** begin Material provided **

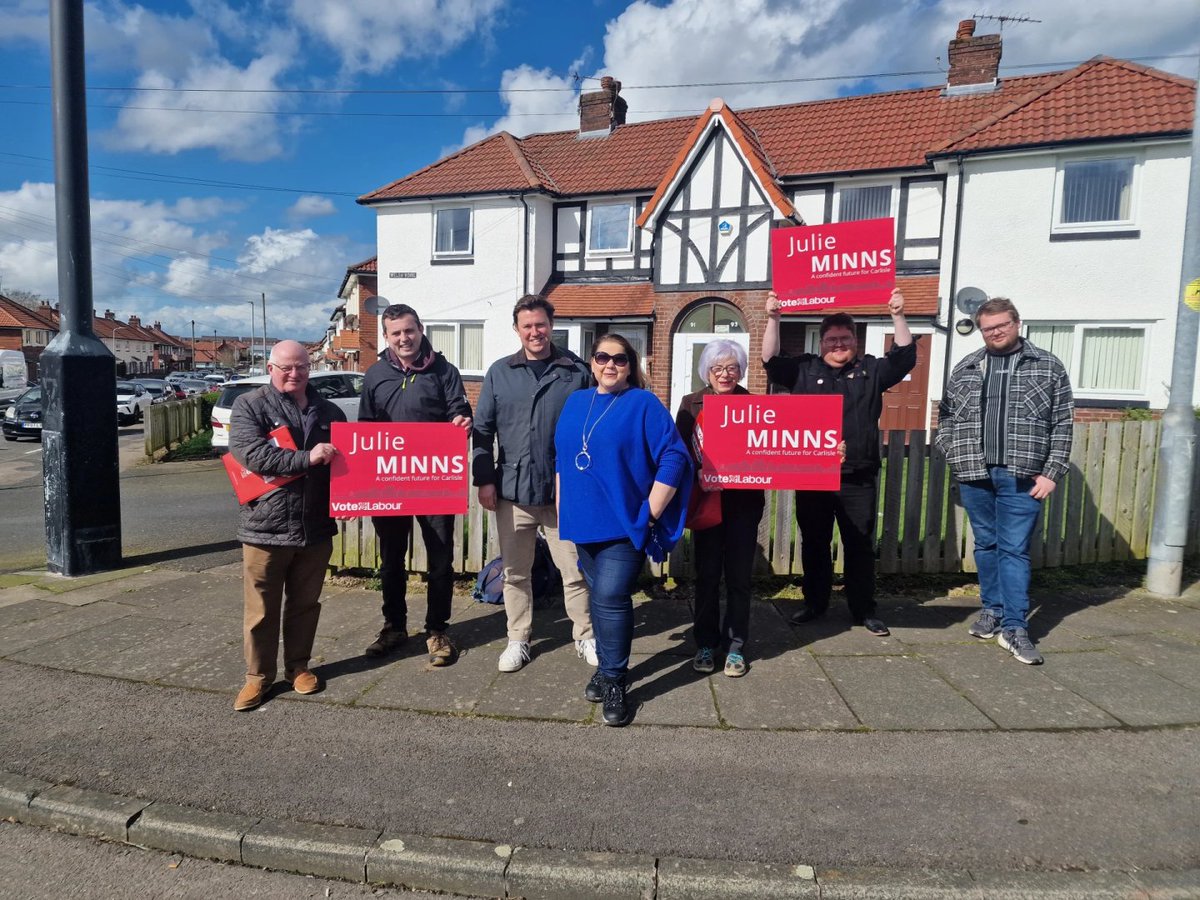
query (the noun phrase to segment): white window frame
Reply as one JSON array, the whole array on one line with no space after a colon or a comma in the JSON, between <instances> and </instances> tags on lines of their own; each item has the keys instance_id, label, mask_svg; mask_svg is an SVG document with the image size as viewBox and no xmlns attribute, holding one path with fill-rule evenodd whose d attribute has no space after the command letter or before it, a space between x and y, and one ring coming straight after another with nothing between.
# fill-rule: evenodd
<instances>
[{"instance_id":1,"label":"white window frame","mask_svg":"<svg viewBox=\"0 0 1200 900\"><path fill-rule=\"evenodd\" d=\"M438 250L438 215L442 212L452 212L455 210L464 209L467 210L467 250ZM475 209L474 206L466 204L455 204L452 206L434 206L433 209L433 235L431 239L431 246L433 247L434 259L466 259L474 256L475 253Z\"/></svg>"},{"instance_id":2,"label":"white window frame","mask_svg":"<svg viewBox=\"0 0 1200 900\"><path fill-rule=\"evenodd\" d=\"M1070 389L1076 397L1084 400L1146 400L1150 396L1147 390L1147 379L1150 377L1150 340L1151 330L1153 323L1140 320L1140 322L1056 322L1054 319L1032 319L1030 322L1021 322L1021 336L1027 337L1030 334L1030 325L1043 325L1054 328L1070 328L1074 329L1074 335L1070 338L1070 359L1062 360L1062 364L1067 367L1067 374L1070 378ZM1082 365L1084 365L1084 335L1087 331L1096 331L1105 328L1120 328L1140 330L1141 331L1141 374L1139 382L1140 388L1134 390L1120 390L1116 388L1081 388L1080 383L1082 380ZM1042 348L1048 349L1048 348Z\"/></svg>"},{"instance_id":3,"label":"white window frame","mask_svg":"<svg viewBox=\"0 0 1200 900\"><path fill-rule=\"evenodd\" d=\"M596 209L610 209L613 206L623 206L625 209L625 244L618 247L593 247L592 235L595 233L592 228L592 214ZM588 204L588 233L586 235L587 248L586 252L589 257L619 257L629 256L634 252L634 202L632 200L604 200L601 203L589 203Z\"/></svg>"},{"instance_id":4,"label":"white window frame","mask_svg":"<svg viewBox=\"0 0 1200 900\"><path fill-rule=\"evenodd\" d=\"M480 367L479 368L466 368L462 365L462 329L463 329L463 325L469 325L469 326L473 326L473 328L478 328L480 330L480 337L482 338L484 337L484 323L481 320L467 319L464 322L448 322L448 320L442 319L442 320L434 320L434 322L425 322L422 324L425 325L425 332L426 334L428 334L430 329L433 328L433 326L438 326L438 328L452 328L454 329L454 355L451 356L451 354L449 354L449 353L445 354L446 361L450 362L450 364L452 364L458 370L460 374L473 374L473 376L474 374L479 374L479 376L484 374L484 372L486 370L486 366L487 366L487 362L486 362L486 359L485 359L486 358L486 353L484 352L485 348L482 347L482 344L480 346L480 358L481 358L480 359ZM431 341L430 343L432 344L433 342Z\"/></svg>"},{"instance_id":5,"label":"white window frame","mask_svg":"<svg viewBox=\"0 0 1200 900\"><path fill-rule=\"evenodd\" d=\"M1126 218L1104 220L1099 222L1063 222L1062 204L1067 181L1067 169L1075 163L1108 162L1128 160L1129 175L1129 215ZM1127 232L1138 227L1138 185L1141 182L1141 155L1129 152L1096 154L1087 156L1063 156L1058 158L1054 178L1054 209L1051 210L1051 234L1102 234L1104 232Z\"/></svg>"},{"instance_id":6,"label":"white window frame","mask_svg":"<svg viewBox=\"0 0 1200 900\"><path fill-rule=\"evenodd\" d=\"M880 218L890 218L893 228L895 227L896 212L900 209L900 184L898 181L846 181L836 185L834 191L834 208L833 208L833 221L841 222L841 192L842 191L857 191L863 187L888 187L888 211L886 216L880 216ZM863 221L863 220L852 220Z\"/></svg>"}]
</instances>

** end Material provided **

• [Stated exercise] Count the lines of the material above that contain the string "segment". Give only the number.

• [Task response] 1